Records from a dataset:
:::
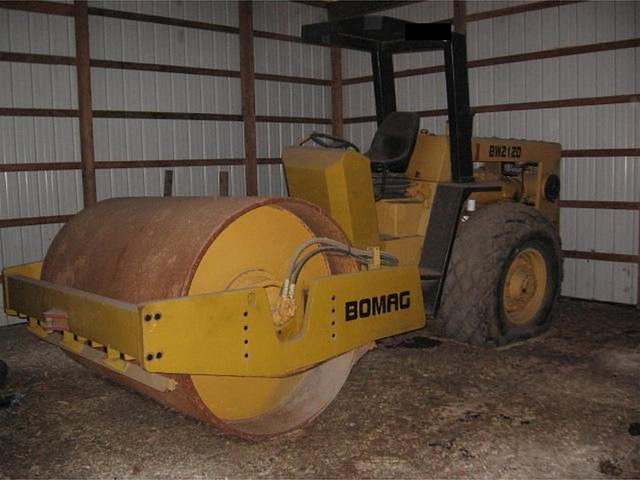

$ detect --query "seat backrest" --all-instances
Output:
[365,112,420,173]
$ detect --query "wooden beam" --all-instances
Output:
[344,94,640,123]
[238,0,258,196]
[636,202,640,310]
[562,250,640,263]
[562,148,640,158]
[327,0,420,20]
[218,170,229,197]
[466,0,583,23]
[331,47,344,138]
[74,0,97,208]
[84,7,238,33]
[343,38,640,85]
[0,215,73,228]
[162,170,173,197]
[559,200,640,210]
[0,0,74,17]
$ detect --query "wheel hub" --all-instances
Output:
[503,248,547,325]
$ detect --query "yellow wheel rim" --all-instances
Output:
[502,248,548,326]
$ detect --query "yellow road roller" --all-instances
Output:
[4,17,562,439]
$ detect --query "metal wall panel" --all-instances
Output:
[89,2,245,199]
[0,9,82,326]
[343,1,640,304]
[253,1,331,196]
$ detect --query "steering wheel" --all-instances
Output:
[302,132,360,152]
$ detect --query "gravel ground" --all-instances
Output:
[0,300,640,478]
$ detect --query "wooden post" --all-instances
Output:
[74,0,97,207]
[331,47,344,138]
[238,0,258,196]
[453,0,467,33]
[162,170,173,197]
[218,170,229,197]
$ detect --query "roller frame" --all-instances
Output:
[4,262,425,377]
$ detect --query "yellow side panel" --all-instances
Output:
[143,267,425,377]
[282,147,380,248]
[5,270,142,358]
[2,262,42,316]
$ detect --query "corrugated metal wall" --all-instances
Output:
[253,2,331,195]
[0,1,331,326]
[89,1,244,200]
[0,9,82,326]
[343,1,640,304]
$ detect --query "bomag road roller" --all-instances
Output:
[4,17,562,438]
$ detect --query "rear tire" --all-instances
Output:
[437,203,562,346]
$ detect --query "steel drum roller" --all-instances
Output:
[42,197,366,437]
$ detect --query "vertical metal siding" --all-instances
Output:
[253,1,331,196]
[0,9,82,326]
[90,2,245,199]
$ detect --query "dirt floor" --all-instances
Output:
[0,300,640,478]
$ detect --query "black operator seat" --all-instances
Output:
[365,112,420,173]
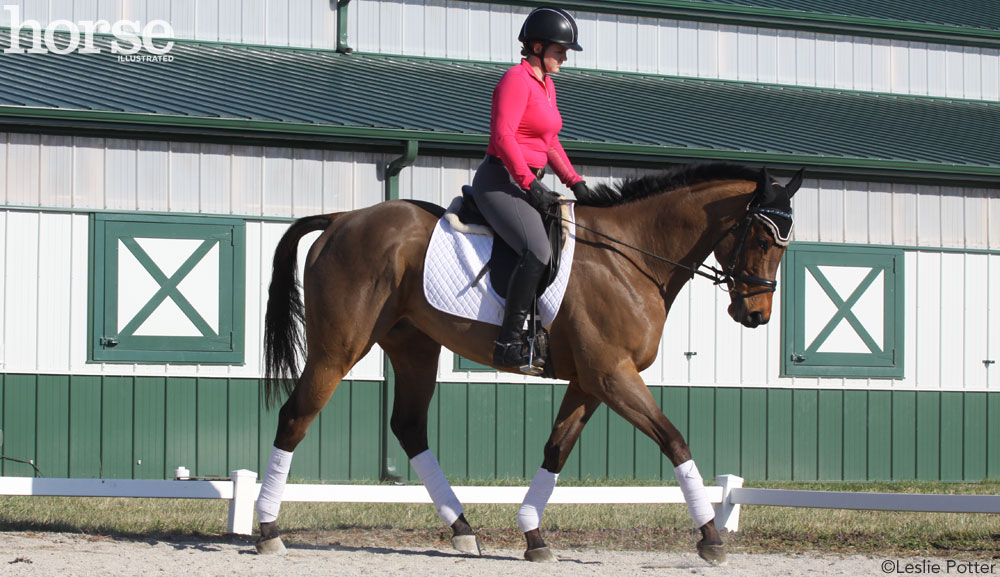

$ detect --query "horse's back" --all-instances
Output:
[306,200,445,279]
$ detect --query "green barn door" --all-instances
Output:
[782,245,903,378]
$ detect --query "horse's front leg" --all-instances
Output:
[517,381,601,562]
[584,367,726,565]
[379,321,482,556]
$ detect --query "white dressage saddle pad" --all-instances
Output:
[424,197,576,327]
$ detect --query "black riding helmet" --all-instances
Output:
[517,6,583,50]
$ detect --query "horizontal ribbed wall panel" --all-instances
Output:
[0,374,1000,481]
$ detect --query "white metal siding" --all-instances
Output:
[348,0,1000,101]
[0,134,388,378]
[0,134,1000,390]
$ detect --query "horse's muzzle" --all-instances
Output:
[729,300,771,329]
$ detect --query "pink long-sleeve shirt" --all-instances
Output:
[486,60,583,189]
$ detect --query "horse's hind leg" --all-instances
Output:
[257,359,356,555]
[379,320,480,555]
[517,381,601,562]
[586,368,726,565]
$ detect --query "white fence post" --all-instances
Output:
[715,475,743,533]
[227,469,257,535]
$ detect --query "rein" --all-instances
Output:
[549,207,791,299]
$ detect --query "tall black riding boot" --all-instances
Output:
[493,251,545,367]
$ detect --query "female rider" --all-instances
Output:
[472,7,588,367]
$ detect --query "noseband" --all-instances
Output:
[701,206,792,300]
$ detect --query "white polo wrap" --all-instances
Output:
[410,449,462,527]
[674,460,715,528]
[257,447,292,523]
[517,467,559,533]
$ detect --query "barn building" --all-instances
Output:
[0,0,1000,481]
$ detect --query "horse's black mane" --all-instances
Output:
[576,162,761,206]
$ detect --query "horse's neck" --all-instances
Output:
[600,180,756,278]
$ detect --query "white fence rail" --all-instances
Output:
[0,470,1000,535]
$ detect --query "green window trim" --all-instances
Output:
[781,243,905,379]
[88,213,246,364]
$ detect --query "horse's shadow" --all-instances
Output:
[240,543,601,565]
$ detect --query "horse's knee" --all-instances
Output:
[274,397,319,451]
[665,436,691,466]
[542,443,569,473]
[389,416,428,459]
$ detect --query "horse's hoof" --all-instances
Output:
[255,537,288,555]
[451,535,483,557]
[524,547,559,563]
[698,543,727,567]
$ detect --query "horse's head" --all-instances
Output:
[715,169,803,328]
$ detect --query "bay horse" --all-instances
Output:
[257,164,802,564]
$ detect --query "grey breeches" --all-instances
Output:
[472,161,552,264]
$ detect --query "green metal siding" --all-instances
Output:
[0,375,1000,481]
[0,29,1000,181]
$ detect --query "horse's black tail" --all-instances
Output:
[264,215,334,409]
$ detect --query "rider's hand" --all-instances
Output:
[569,180,594,200]
[527,178,559,214]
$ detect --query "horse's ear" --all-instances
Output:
[757,166,776,206]
[785,168,806,198]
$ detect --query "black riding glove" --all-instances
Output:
[526,178,559,214]
[569,180,594,200]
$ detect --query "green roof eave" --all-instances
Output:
[0,106,1000,185]
[472,0,1000,48]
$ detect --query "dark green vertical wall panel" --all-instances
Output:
[226,379,263,476]
[351,381,382,479]
[35,375,69,477]
[892,391,917,481]
[715,388,742,475]
[688,387,715,479]
[132,377,167,479]
[197,379,229,476]
[660,387,691,480]
[740,389,767,481]
[101,377,135,479]
[917,391,941,481]
[868,391,892,481]
[816,391,844,481]
[0,375,1000,481]
[792,390,819,481]
[524,384,561,478]
[3,375,35,477]
[767,389,792,480]
[964,393,987,481]
[69,376,101,479]
[322,381,354,481]
[844,391,868,481]
[633,387,664,479]
[941,392,965,481]
[986,393,1000,479]
[577,404,611,479]
[469,383,502,479]
[497,384,535,478]
[166,377,198,479]
[437,383,475,479]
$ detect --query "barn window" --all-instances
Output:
[781,243,903,378]
[89,214,246,364]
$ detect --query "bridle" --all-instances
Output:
[712,205,792,300]
[549,203,792,300]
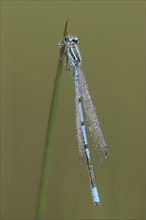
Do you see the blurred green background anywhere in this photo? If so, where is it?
[1,1,145,220]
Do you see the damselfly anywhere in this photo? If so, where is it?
[58,36,108,206]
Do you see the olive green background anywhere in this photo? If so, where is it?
[1,1,145,220]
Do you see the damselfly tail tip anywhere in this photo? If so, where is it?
[94,202,100,207]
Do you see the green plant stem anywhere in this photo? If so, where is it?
[36,59,63,220]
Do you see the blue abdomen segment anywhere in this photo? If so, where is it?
[91,186,100,206]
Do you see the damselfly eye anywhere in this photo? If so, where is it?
[64,37,68,42]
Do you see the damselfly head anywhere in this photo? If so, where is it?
[64,36,79,46]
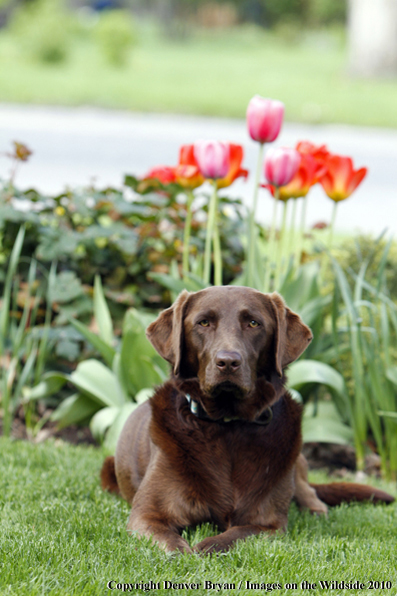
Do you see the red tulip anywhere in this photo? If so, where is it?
[296,141,330,164]
[263,147,301,187]
[194,141,230,180]
[216,143,248,188]
[179,145,204,189]
[320,155,367,203]
[247,95,284,143]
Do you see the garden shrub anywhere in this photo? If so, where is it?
[10,0,73,63]
[94,10,136,66]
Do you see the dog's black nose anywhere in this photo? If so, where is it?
[215,350,241,372]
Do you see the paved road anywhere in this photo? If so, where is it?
[0,105,397,233]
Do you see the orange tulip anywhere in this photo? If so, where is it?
[320,155,367,203]
[179,143,248,188]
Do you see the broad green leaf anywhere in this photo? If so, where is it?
[288,360,346,398]
[287,360,349,417]
[24,372,68,401]
[51,393,100,428]
[120,309,167,395]
[135,388,154,404]
[69,319,116,366]
[90,406,120,443]
[94,275,114,346]
[302,401,353,445]
[104,403,139,453]
[69,359,125,406]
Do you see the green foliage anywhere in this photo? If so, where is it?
[0,176,245,312]
[0,227,55,436]
[94,10,136,66]
[25,277,167,452]
[332,241,397,479]
[10,0,71,63]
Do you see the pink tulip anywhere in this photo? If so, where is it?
[263,147,301,186]
[194,141,230,180]
[247,95,284,143]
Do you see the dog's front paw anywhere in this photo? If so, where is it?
[193,536,229,555]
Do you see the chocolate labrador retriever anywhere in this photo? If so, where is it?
[101,286,393,552]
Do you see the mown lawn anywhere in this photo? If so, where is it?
[0,25,397,127]
[0,439,397,596]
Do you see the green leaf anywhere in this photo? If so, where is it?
[69,319,116,367]
[287,360,348,420]
[94,275,114,346]
[90,406,120,443]
[302,401,353,445]
[69,359,126,406]
[120,309,168,395]
[51,393,99,428]
[24,372,68,401]
[104,403,139,453]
:::
Copy out word for word everything from the line containing "Do you see the orange" down to the line containing "[179,143,248,188]", with both of those lines included.

WRITTEN SOLUTION:
Do you see the orange tulip anywhere in this photo? If so, where is it?
[320,155,367,203]
[179,143,248,188]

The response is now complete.